start Text excerpt

Ed Miliband has continued Labour’s efforts to win back credibility on the economy by echoing a statement from Ed Balls, the shadow chancellor, that Labour cannot promise to reverse any coalition spending cuts.
Are the laughing at us? Miliband and Balls

Robert Griffiths, General Secretary of the Communist Party of Britain has invited workers, trades unionists, and socialists to discuss an open letter addressed to them regarding the policies being advocated by the Labour Party leadership.


At the beginning of 2012, the Communist Party published the first edition of its Open Letter, rejecting the statements from Labour Party leaders on public spending cuts, public sector wages and pensions and on welfare benefits.

Those statements broadly confirmed the Labour leadership’s support for the rationale and approach of the Tory-led government towards these issues.

This wrong approach has not changed fundamentally. Arguing that the cuts should be a little less deep and a little more prolonged is still to accept the logic of the blue and orange Tories, City of London bankers and speculators and the EU. Nor is it an approach that has either cut the public spending deficit or stimulated a private sector-led economic recovery.

That is because it was designed to do neither.

The real intention of Tory strategy, dictated by the City and backed by the EU, is to prepare the public sector for wholesale privatisation. In that sense, the strategy has not failed. It is on course to deliver privatised services to big business, while also undermining trade unionism and cutting wage and pension bills and taxes on the wealthy. Regionalised pay is intended to accelerate the drive. The austerity and privatisation programme is working—for the ruling class.

The questions therefore remain:

  • what is the labour movement going to do about this ruling class offensive?
  • what are the trade unions going to do about the Labour Party leadership’s refusal to resist it?
  • in its efforts to promote a broad, inclusive and intensive discussion in the labour movement, the Communist Party is issuing the following updated statement of its own views.

Below is the joint statement issued by 16 communist and workers’ parties in Europe in May 2012, which places Britain’s economic and financial crisis—and responses to it—in a wider international context. Please read and discuss these statements with friends, workmates, trade union colleagues and comrades. We urge you to raise these issues in your trade union and political organisations.

Comments received in response to the first edition of the Open Letter can now be found online at www.communist-party.org.uk. Further comments on this new edition can be sent to openletter@communist-party.org.uk.


The Crisis of Political Representation in The British Labour Movement

The Communist Party rejects:

  • the analysis peddled by the banks, hedge funds and Tory-led government that past levels of public expenditure were the main cause of the economic and financial crisis
  • the remedy dictated by City of London financial institutions and the EU Commission and European Central Bank, namely, that massive public spending cuts and a savage attack on the wages and pensions of public sector workers are necessary to reduce the public sector financial deficit.

The policy of the Labour Party leadership to align itself with this analysis and these remedies is a betrayal of the millions of workers and their families who should be able to look to Labour for support and solidarity. Statements by Ed Miliband, Ed Balls and other Labour shadow ministers in support of deep cuts in public sector wages and pension entitlements, and in welfare benefits, represent a shameful capitulation to the banks, the Tory-led regime, the right-wing mass media and the EU.

The refusal of the Labour Party leadership to fight for policies to defend public services, jobs, wages and pensions and so revive economic growth highlights the extent to which the interests of the labour movement—which are also those of the people of Britain generally—go largely unrepresented in the House of Commons.

end Text excerpt
start Extracted data

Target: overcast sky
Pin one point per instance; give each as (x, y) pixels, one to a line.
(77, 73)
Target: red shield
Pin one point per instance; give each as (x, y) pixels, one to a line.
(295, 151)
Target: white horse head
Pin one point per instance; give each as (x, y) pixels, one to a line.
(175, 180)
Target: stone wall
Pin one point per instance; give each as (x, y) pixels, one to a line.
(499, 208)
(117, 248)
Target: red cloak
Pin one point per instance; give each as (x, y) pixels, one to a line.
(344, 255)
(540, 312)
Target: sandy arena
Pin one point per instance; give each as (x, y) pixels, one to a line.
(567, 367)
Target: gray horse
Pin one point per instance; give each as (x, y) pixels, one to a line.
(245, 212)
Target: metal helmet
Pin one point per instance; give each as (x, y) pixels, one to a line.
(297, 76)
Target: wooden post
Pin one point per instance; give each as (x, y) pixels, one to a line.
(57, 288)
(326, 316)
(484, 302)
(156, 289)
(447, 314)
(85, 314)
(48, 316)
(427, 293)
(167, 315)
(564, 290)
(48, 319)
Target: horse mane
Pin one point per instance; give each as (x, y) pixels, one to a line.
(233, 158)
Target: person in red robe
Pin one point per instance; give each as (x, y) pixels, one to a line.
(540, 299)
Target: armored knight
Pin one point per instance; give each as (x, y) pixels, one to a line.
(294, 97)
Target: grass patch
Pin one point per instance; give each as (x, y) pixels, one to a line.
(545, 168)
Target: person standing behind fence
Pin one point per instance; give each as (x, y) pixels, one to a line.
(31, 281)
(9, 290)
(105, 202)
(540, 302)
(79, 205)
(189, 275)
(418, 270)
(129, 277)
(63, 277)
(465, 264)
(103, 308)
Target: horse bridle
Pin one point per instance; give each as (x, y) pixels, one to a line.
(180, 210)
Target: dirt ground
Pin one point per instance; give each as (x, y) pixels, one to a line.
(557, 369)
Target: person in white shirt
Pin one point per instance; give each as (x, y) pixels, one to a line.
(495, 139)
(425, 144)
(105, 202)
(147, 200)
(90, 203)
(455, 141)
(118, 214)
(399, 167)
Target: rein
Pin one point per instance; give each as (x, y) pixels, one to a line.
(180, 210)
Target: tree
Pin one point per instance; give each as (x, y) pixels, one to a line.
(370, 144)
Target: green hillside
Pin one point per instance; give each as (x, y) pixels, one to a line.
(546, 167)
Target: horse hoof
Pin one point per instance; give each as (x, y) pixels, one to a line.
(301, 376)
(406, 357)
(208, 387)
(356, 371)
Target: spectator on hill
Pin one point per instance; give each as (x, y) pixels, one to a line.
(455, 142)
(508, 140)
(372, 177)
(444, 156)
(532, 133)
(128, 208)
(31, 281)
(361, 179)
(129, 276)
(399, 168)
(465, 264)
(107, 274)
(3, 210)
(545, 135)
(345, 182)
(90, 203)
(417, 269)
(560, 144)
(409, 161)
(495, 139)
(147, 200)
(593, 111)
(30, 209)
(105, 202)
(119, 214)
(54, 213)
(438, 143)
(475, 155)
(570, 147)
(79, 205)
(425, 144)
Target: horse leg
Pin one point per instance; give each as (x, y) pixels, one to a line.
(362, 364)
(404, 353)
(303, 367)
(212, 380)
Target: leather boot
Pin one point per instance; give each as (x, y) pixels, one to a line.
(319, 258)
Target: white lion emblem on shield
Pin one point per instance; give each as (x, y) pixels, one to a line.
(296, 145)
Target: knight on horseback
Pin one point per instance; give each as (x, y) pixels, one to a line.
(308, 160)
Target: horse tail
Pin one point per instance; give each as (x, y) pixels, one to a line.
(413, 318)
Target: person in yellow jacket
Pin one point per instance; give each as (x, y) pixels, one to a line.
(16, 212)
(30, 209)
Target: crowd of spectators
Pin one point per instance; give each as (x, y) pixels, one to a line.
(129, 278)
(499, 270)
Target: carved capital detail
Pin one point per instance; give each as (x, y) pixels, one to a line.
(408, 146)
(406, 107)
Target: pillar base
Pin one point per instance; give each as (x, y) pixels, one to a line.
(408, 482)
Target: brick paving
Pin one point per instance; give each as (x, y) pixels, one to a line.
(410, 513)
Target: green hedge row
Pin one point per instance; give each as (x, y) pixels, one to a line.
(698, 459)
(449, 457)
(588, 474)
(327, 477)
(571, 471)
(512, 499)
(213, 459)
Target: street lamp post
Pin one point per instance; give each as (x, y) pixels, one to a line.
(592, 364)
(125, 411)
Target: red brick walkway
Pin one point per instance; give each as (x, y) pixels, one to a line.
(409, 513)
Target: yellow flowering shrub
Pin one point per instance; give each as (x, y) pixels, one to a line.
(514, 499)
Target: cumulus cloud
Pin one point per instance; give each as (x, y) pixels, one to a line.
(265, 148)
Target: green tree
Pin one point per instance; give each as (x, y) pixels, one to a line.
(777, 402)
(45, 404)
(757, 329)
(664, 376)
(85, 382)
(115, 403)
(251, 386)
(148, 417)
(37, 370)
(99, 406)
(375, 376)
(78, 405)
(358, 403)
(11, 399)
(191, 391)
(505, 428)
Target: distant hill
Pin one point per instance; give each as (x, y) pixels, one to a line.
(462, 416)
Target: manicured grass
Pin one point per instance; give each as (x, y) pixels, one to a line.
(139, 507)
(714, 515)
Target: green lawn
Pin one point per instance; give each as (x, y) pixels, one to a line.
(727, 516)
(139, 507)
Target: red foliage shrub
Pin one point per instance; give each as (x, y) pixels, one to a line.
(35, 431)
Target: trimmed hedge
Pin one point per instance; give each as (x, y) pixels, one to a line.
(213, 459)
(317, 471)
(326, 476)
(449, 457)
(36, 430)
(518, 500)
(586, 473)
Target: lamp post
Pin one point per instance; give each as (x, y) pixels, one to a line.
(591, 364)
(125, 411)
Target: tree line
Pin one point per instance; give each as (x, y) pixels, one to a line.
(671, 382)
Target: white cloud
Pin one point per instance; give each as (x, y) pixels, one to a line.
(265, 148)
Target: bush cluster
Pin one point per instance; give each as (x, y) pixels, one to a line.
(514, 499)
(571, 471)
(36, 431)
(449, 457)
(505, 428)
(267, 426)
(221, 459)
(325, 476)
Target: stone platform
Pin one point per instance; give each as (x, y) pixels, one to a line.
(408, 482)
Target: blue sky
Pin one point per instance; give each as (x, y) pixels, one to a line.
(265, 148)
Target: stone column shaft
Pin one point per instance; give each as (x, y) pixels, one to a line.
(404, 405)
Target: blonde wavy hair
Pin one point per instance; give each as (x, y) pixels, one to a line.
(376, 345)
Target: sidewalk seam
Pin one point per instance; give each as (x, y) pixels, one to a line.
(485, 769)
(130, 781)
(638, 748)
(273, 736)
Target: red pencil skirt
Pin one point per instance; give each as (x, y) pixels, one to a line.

end Extracted data

• Exercises:
[1] According to the Open Letter excerpt, when did the Communist Party publish the first edition of its Open Letter?
[2] Rewrite the part of the Open Letter excerpt starting at "That is because" and ending at "to resist it?", substituting "plan" for "strategy".
Rely only on the Open Letter excerpt, not the data.

• The answers:
[1] At the beginning of 2012.

[2]
That is because it was designed to do neither.

The real intention of Tory plan, dictated by the City and backed by the EU, is to prepare the public sector for wholesale privatisation. In that sense, the plan has not failed. It is on course to deliver privatised services to big business, while also undermining trade unionism and cutting wage and pension bills and taxes on the wealthy. Regionalised pay is intended to accelerate the drive. The austerity and privatisation programme is working—for the ruling class.

The questions therefore remain:

  • what is the labour movement going to do about this ruling class offensive?
  • what are the trade unions going to do about the Labour Party leadership’s refusal to resist it?